De retour en France, en plein confinement, il cogite, cherche sa voie. « J’avais retrouvé au chantier naval le plaisir du travail du bois. » Passionné de surf, un sport qu’il pratique avec ses frères, il découvre alors la construction de planches de surf en bois, notamment celles de Gaël Le Thellec, de Gawood Surfboards, à Tréméoc dans le Finistère. « Des planches sans pain de mousse à l’intérieur et sans stratification, il n’y a pas grand monde qui en fabrique et ça donne un bilan carbone vraiment faible », précise Lucien, en comprimant un serre-joint qui fait « croustiller » le bois d’une planche en cours de façonnage. Un stage chez Gawood lui donne les bases et achève de le convaincre de créer son propre atelier de shape, Aven Surfboards, pour fabriquer des planches de surf plus vertueuses. Alors que le surf « a retourné [s]a vie », il aimerait tant pouvoir lui « apporter quelque chose » avec ses planches…

« Quand les Américains ont découvert le surf, explique-t-il, cinquante ans plus tard on maîtrisait les pains de mousse et les fibres, ce qui explique pourquoi on a pris cette direction. On n’a pas laissé les recherches sur l’usage du bois appliqué au surf se développer. Pourtant, on peut faire des choses incroyables avec le bois, y compris, j’en suis persuadé, dans l’univers du surf. Le bois, on a l’impression de le maîtriser, car on l’utilise depuis des millénaires. On s’imagine qu’il ne va plus nous surprendre, et qu’on trouvera plutôt les surprises dans l’impression 3D et les matériaux composites. Mais, en réalité, il y a encore beaucoup de possibilités d’innovations. Et puis, c’est un matériau qui stocke du carbone en poussant tout seul, sans qu’on n’ait rien à faire. C’est royal. Que demander de plus ! »

▸ Section des données
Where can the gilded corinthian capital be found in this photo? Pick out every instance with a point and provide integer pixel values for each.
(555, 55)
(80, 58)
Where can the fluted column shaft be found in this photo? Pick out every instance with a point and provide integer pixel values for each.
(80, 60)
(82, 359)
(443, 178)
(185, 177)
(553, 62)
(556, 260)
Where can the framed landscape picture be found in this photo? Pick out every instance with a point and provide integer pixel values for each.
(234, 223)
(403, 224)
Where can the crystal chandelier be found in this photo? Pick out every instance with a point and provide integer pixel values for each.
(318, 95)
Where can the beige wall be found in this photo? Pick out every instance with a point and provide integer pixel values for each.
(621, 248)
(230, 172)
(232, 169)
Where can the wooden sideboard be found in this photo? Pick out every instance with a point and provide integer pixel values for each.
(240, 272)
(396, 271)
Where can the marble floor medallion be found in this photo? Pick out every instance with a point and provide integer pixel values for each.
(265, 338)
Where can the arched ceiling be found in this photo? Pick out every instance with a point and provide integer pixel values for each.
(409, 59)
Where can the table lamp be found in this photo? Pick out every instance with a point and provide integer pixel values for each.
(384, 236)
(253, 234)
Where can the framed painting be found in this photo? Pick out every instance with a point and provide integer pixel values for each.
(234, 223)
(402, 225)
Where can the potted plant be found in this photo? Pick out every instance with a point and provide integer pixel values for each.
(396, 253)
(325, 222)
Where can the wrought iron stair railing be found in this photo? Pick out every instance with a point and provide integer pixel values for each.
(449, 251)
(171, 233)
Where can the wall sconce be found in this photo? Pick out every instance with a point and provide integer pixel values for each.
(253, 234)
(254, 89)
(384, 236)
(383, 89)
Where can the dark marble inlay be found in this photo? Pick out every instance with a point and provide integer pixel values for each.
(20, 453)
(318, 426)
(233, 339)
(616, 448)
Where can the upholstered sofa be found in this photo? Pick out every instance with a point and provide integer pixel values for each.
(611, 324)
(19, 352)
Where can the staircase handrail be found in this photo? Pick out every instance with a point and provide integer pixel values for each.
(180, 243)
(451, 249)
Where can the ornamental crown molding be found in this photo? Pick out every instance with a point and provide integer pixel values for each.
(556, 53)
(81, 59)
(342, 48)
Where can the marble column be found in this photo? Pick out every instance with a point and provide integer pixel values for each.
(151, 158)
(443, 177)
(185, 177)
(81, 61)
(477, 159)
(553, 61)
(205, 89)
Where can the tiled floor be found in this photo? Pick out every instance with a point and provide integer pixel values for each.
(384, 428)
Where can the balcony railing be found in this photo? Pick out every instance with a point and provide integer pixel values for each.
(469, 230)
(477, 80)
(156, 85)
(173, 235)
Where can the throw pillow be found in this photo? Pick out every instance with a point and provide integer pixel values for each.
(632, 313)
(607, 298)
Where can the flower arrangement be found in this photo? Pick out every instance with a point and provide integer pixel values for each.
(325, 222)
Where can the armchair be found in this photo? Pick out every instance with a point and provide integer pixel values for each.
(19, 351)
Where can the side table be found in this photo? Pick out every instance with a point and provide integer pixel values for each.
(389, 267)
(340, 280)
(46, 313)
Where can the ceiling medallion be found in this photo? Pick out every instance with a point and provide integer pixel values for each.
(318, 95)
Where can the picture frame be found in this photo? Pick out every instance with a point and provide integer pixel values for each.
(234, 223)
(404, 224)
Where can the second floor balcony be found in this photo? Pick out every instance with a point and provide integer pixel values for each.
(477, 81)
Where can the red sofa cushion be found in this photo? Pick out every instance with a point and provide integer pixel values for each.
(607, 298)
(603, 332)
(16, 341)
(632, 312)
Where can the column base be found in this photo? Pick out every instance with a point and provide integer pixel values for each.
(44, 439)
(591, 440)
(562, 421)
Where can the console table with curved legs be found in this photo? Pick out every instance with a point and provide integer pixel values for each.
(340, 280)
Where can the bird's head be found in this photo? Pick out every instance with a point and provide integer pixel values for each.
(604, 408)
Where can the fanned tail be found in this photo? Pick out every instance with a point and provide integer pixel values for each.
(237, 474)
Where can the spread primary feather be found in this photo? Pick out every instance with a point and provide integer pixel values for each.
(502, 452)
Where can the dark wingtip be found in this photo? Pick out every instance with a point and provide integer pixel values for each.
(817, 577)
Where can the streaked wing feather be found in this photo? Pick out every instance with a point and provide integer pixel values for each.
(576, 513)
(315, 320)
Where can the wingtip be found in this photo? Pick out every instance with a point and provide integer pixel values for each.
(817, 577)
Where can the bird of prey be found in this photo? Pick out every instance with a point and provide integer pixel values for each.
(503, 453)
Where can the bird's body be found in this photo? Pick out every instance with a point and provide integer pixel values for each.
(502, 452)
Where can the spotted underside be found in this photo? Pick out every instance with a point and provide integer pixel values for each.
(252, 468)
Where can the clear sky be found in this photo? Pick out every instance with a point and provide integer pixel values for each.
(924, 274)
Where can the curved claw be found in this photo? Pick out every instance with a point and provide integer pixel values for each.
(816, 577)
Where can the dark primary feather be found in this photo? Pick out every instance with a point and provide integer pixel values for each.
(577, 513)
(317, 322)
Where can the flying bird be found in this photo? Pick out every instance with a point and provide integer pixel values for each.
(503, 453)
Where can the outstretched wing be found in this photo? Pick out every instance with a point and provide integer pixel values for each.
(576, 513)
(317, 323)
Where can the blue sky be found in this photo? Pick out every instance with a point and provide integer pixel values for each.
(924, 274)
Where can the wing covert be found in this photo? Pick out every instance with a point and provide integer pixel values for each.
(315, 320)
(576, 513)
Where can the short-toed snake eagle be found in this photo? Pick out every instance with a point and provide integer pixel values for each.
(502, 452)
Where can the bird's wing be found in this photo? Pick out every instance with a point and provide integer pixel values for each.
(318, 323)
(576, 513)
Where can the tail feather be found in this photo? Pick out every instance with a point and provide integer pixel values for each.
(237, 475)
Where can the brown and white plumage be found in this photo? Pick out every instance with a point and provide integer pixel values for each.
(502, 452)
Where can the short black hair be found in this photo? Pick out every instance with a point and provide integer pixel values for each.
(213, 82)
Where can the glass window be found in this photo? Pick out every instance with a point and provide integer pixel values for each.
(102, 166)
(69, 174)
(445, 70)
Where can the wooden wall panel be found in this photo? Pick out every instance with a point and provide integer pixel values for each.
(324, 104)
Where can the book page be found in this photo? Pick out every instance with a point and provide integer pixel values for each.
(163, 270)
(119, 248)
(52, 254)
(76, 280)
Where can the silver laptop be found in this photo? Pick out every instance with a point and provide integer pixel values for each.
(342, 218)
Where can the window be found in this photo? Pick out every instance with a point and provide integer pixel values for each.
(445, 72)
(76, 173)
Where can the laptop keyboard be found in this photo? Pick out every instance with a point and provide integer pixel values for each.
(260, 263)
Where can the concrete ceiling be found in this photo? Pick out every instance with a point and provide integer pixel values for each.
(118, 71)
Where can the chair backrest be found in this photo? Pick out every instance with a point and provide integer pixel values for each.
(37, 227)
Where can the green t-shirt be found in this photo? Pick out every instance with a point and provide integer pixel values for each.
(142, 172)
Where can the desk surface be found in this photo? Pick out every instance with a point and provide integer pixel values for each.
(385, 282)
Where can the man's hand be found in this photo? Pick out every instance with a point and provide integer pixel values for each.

▸ Objet de la tâche
Dans l'extrait sur les planches de surf en bois, comment s'appelle l'atelier de shape que Lucien décide de créer ? Les enregistrements n'ont aucun rôle à jouer ici.

▸ Réponse proposée
Aven Surfboards.